CHECK YOUR UNDERSTANDING:
- A) In the satirical commentary, list each source whose words are quoted, identified as the commentary introduces it.
- B) Please carry on the satirical commentary from where it stops.

TEXT SEGMENT:

The Eastern Shore! The Eastern Shore! Eftsoon it will be “dry” no more! Each town will swap its boot-legs for a first-class family liquor store!

Historical note from a current magazine:

About 15 centuries ago an Arab herder of goats, driving his flock through some new country, was alarmed at the antics of the animals and thought they were possessed of the devil. Each day the same thing occurred after the goats had eaten of a certain kind of berry. The goatherd thought he would eat a few to try the effect. That was the discovery of coffee.

Respectfully referred, etc., to the Hon., etc., etc.

The Hon. Rudolph Blankenburg, Mayor or Philadelphia, on his reform schemes:

I care not who gets the credit for the achievement.

The Dashing Harry of Philadelphia! How alike in their modesty are all great men!

From the history of a female patient in The Evening Sun’s amusing Divorce-Clinic:

I believe that the good Lord will show me a way out. * * * Please advise me.

The classical mixture of mouthly faith and sneaking doubt. If this fair penitent is so sure that the good Lord will show her a way out, why does she apply for guidance to The Evening Sun’s Ella Wheeler Wilcox?

Source records

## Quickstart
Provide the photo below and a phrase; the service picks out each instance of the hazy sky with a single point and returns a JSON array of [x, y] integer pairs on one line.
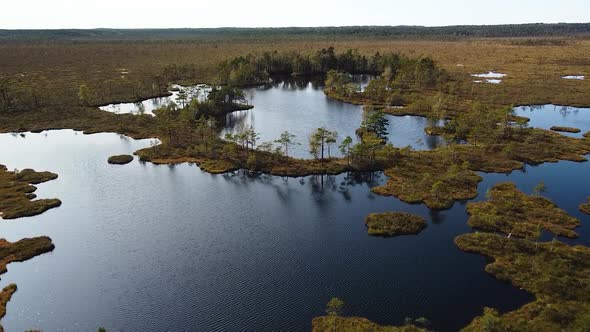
[[29, 14]]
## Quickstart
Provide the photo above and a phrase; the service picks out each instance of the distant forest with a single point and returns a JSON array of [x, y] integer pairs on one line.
[[395, 32]]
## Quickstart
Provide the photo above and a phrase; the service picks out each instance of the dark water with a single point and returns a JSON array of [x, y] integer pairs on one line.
[[546, 116], [153, 248], [142, 247], [300, 107], [150, 105]]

TASK-BY-TASK RESULTS:
- A)
- A current magazine (a historical note on the discovery of coffee)
- The Hon. Rudolph Blankenburg, on his reform schemes
- A female patient in The Evening Sun's Divorce-Clinic

- B)
What between the short ballot and the initiative and referendum, the estimable Sunpaper is in the position of the man who was chased into a lion’s cage by a crocodile.

The gossip in the kaifs has it that the Hon. Young Cochran will turn State’s evidence the moment the legislative committee begins its investigation of the Anti-Saloon League. But whether he does or not, backward-lookers are assured a refined and instructive entertainment. Among other things, it is positively promised that the Hon. William H. Anderson will be brought back to testify.--Adv.

That anonymous anarchist who polluted Tuesday’s Letter Column with the unearthly doctrine that “Dr. Joshua Rosett is as great a man as the Hon. Frank A. Munsey” makes an effort today to support it with evidence. Needless to say, that this so-called evidence of his, at least in so far as it relates to the Hon. Mr. Munsey, is bogus, bilious and libelous. His method is simply to exaggerate the hon. gentleman’s commercialism on the one hand, and to deny his idealism on the other hand. It would be perfectly possible, by the same immoral process, to prove that the Hon. Ben B. Lindsey is an uplifter for revenue only and that the Hon. William Jennings Bryan loves money even more than he loves the common people.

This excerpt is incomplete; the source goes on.